What you are asked to do: Pick out every line in the data below that contains the word "blue", and copy each of those lines in full.

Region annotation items
--
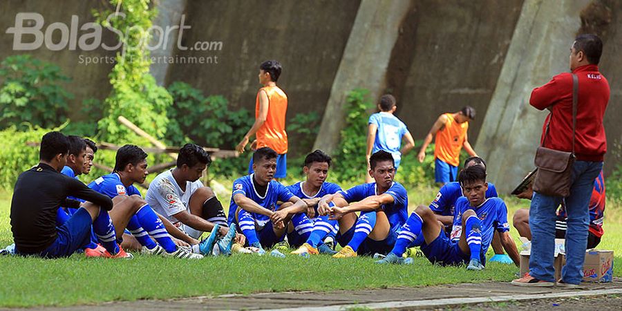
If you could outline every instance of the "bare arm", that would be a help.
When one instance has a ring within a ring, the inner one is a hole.
[[[505,249],[505,252],[507,253],[507,255],[512,258],[512,261],[514,262],[514,264],[516,266],[518,266],[520,263],[520,258],[518,256],[518,249],[516,248],[516,244],[514,243],[514,240],[512,239],[512,237],[510,236],[509,232],[499,232],[499,238],[501,240],[501,245],[503,245],[503,249]]]
[[[434,125],[432,126],[432,129],[430,129],[430,131],[428,133],[428,135],[426,135],[425,139],[424,139],[424,143],[421,146],[421,149],[419,150],[419,154],[417,155],[417,159],[419,159],[419,162],[423,162],[424,159],[426,158],[426,149],[428,148],[428,146],[432,142],[432,138],[434,138],[434,135],[436,134],[437,131],[439,131],[443,126],[445,126],[445,123],[447,122],[447,117],[445,115],[441,115],[438,117],[438,119],[436,120],[436,122],[434,122]]]
[[[253,123],[253,126],[251,126],[251,129],[248,130],[248,132],[246,133],[246,135],[244,135],[244,138],[242,138],[242,140],[236,147],[236,150],[237,150],[238,152],[244,152],[244,147],[245,147],[246,144],[248,144],[248,140],[251,136],[255,135],[255,133],[257,133],[257,131],[259,130],[259,128],[261,127],[262,125],[263,125],[264,122],[265,122],[265,119],[267,117],[267,109],[269,104],[270,101],[267,98],[267,94],[266,94],[265,91],[263,90],[260,91],[259,114],[255,119],[255,122]]]

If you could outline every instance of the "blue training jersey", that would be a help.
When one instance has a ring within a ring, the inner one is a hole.
[[[441,216],[453,216],[456,201],[462,196],[464,194],[460,183],[458,182],[449,182],[436,194],[436,198],[430,203],[430,209]],[[489,182],[488,190],[486,191],[486,198],[496,198],[497,196],[498,196],[495,185]]]
[[[231,194],[231,202],[229,205],[227,222],[229,225],[236,222],[236,211],[238,209],[238,205],[234,200],[234,196],[236,194],[243,194],[244,196],[252,200],[262,207],[272,211],[276,210],[276,202],[278,201],[288,202],[294,196],[294,194],[286,187],[274,180],[268,183],[265,195],[261,196],[257,193],[257,191],[255,190],[252,180],[253,174],[250,174],[241,177],[234,182],[233,191]],[[270,217],[265,215],[255,213],[251,214],[253,218],[255,218],[255,220],[260,225],[264,225],[270,220]]]
[[[113,198],[117,196],[133,196],[138,194],[141,196],[140,191],[133,185],[125,187],[121,182],[119,174],[112,173],[104,175],[88,184],[88,187]]]
[[[457,240],[462,232],[462,213],[467,209],[473,209],[482,222],[482,254],[486,254],[492,241],[494,230],[499,232],[509,231],[507,223],[507,207],[503,200],[499,198],[489,198],[476,207],[473,207],[469,199],[461,197],[455,202],[455,214],[453,216],[453,227],[450,238]]]
[[[372,152],[384,150],[391,153],[397,169],[402,160],[402,153],[399,152],[402,138],[408,132],[406,124],[393,113],[387,112],[379,112],[370,115],[368,124],[378,126]]]
[[[364,198],[378,195],[376,192],[376,183],[370,182],[352,187],[348,190],[339,192],[348,203],[359,202]],[[388,218],[392,230],[401,228],[408,218],[408,196],[406,189],[399,182],[393,182],[391,187],[384,194],[393,197],[393,202],[383,205],[381,208]]]

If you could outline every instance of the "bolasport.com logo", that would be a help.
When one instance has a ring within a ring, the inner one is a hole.
[[[43,15],[37,12],[20,12],[15,15],[15,23],[13,26],[7,28],[6,32],[13,35],[13,50],[35,50],[43,47],[53,51],[63,50],[93,51],[102,48],[109,51],[120,51],[122,55],[137,48],[146,48],[150,51],[156,50],[166,50],[176,48],[179,50],[197,50],[197,51],[220,51],[223,50],[223,41],[198,41],[190,46],[186,46],[182,44],[184,32],[191,28],[189,25],[186,25],[185,15],[182,15],[179,25],[167,26],[162,27],[153,25],[149,28],[144,30],[138,26],[133,26],[124,30],[117,29],[112,26],[111,21],[113,19],[124,19],[126,15],[123,12],[112,13],[106,18],[106,23],[102,23],[106,26],[95,22],[80,23],[77,15],[72,15],[69,24],[56,21],[46,24]],[[115,44],[109,45],[104,42],[103,38],[106,32],[111,32],[117,38]],[[129,38],[135,33],[140,34],[140,39],[135,46],[128,44]],[[176,40],[173,44],[171,41]],[[182,59],[180,57],[153,57],[152,62],[185,62],[185,60],[196,62],[196,64],[206,64],[203,61],[210,60],[213,63],[214,60],[218,62],[216,56],[212,58],[209,57],[189,57],[189,59]],[[81,64],[88,64],[89,57],[81,55],[79,57]],[[109,60],[113,62],[115,57],[95,57],[101,62],[108,63]],[[90,58],[91,64],[97,64]],[[104,62],[105,61],[105,62]]]

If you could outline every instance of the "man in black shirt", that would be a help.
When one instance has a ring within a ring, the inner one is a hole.
[[[69,151],[67,138],[59,132],[44,135],[39,163],[22,173],[15,183],[11,202],[11,231],[16,253],[46,258],[70,256],[89,242],[91,227],[97,236],[115,234],[107,211],[113,201],[89,189],[79,180],[60,173]],[[73,196],[88,202],[68,199]],[[59,207],[79,209],[60,227],[56,227]],[[104,256],[131,258],[114,247]]]

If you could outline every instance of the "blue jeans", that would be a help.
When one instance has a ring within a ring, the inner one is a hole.
[[[594,189],[594,180],[603,169],[602,162],[576,161],[572,167],[570,196],[565,198],[567,213],[566,231],[566,265],[562,279],[569,284],[578,284],[583,277],[583,267],[587,246],[590,211],[588,205]],[[529,211],[531,229],[531,255],[529,274],[550,282],[554,278],[556,211],[563,198],[534,193]]]

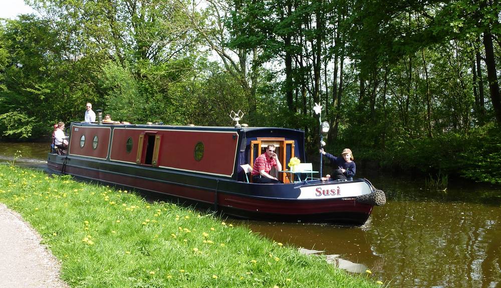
--
Worked answer:
If you could outline every instance of the "blue training jersey", that would be a help.
If you could outline every instance of the "blue jeans", that would be a help.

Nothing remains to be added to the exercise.